EXTRAIT DU TEXTE
Économie de la culture

Créer, un bien commun aux conditions économiques et sociales précaires et fragiles

Le modèle français de politique publique de la culture génère indubitablement une vie artistique et culturelle riche et foisonnante. Pour autant, depuis le milieu des années 90 et plus récemment au travers des différentes crises (statut de l’intermittence de 2003) et soubresauts (érosion progressive1 des capacités de soutien aux créateurs et aux structures de production des pouvoirs publics) qui ont émaillé notre secteur, une profonde remise en question est devenue inévitable pour protéger ce bien précaire et fragile que sont arts et culture. La territorialisation des politiques culturelles, via la montée en

puissance des collectivités locales dans le financement du patrimoine et de la création, le développement de nouvelles formes d’entreprenariat artistique et culturel sont autant d’évolutions qui contraignent aujourd’hui les acteurs à prendre de nouveaux arbitrages et les incitent à reposer leurs politiques culturelles.

 
Il est vrai que les conditions économiques et sociales du secteur artistique et culturel français sont caractérisées par une fragilité financière et structurelle endémique. La diversité des situations entre artistes, compagnies, structures d’entreprenariat culturel offrent un kaléidoscope de circonstances dont l’écheveau est bien difficile à démêler. Seules lignes communes, une croissance opiniâtre2. confrontée à une professionnalisation devenue nécessaire et une technicité de plus en plus importante (éléments techniques, fiscaux, comptables, management, ressources humaines, gestion prévisionnelle des emplois et compétences, …). Tout ceci dans un contexte politique, où les modalités d’intervention publique ne sont plus en capacité de croître tant au niveau de l’Etat que des collectivités locales et une «territorialisation » qui n’a posé, souvent qu’à la marge, le principe de coopération3 entre les différents niveaux de collectivités, générant financements vitrifiés et croisés à cahiers des charges antagonistes, rivaux voire improbables4.

DONNÉES FOURNIES
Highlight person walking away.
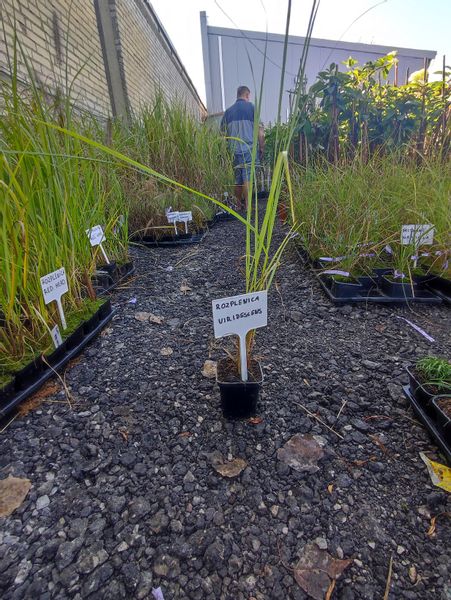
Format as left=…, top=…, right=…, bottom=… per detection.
left=221, top=85, right=264, bottom=211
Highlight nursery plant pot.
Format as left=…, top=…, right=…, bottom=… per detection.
left=330, top=276, right=363, bottom=298
left=97, top=262, right=117, bottom=279
left=216, top=359, right=263, bottom=419
left=406, top=367, right=451, bottom=413
left=44, top=342, right=67, bottom=367
left=432, top=394, right=451, bottom=443
left=15, top=356, right=43, bottom=390
left=381, top=275, right=418, bottom=300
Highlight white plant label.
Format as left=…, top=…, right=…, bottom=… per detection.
left=86, top=225, right=110, bottom=265
left=50, top=325, right=63, bottom=348
left=401, top=224, right=434, bottom=267
left=212, top=290, right=268, bottom=381
left=401, top=225, right=434, bottom=247
left=41, top=267, right=69, bottom=329
left=179, top=210, right=193, bottom=233
left=166, top=207, right=179, bottom=235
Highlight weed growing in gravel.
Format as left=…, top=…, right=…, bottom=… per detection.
left=416, top=356, right=451, bottom=392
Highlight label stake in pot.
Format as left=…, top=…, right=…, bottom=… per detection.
left=41, top=267, right=69, bottom=329
left=212, top=290, right=268, bottom=381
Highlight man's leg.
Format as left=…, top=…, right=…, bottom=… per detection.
left=235, top=183, right=243, bottom=210
left=241, top=181, right=249, bottom=210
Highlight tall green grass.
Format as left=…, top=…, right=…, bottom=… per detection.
left=293, top=156, right=451, bottom=277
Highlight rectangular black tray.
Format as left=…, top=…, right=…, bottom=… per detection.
left=130, top=231, right=206, bottom=248
left=316, top=273, right=442, bottom=304
left=402, top=385, right=451, bottom=465
left=0, top=300, right=116, bottom=418
left=92, top=261, right=135, bottom=296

CONSIGNES DE L'EXERCICE
[1] D'après l'extrait sur l'économie de la culture, quelle crise a frappé le secteur en 2003 ?
[2] Recopiez fidèlement le passage de l'extrait sur l'économie de la culture qui commence par «puissance des collectivités» et se termine par «leurs politiques culturelles.».
[3] Relevez les domaines que l'extrait sur l'économie de la culture cite entre parenthèses pour illustrer la technicité croissante du secteur.
Le matériel fourni n'est pas utile pour cet exercice.

CORRIGÉ COMPLET
[1] La crise du statut de l'intermittence.

[2]
puissance des collectivités locales dans le financement du patrimoine et de la création, le développement de nouvelles formes d’entreprenariat artistique et culturel sont autant d’évolutions qui contraignent aujourd’hui les acteurs à prendre de nouveaux arbitrages et les incitent à reposer leurs politiques culturelles.

[3]
- éléments techniques
- éléments fiscaux
- éléments comptables
- management
- ressources humaines
- gestion prévisionnelle des emplois et compétences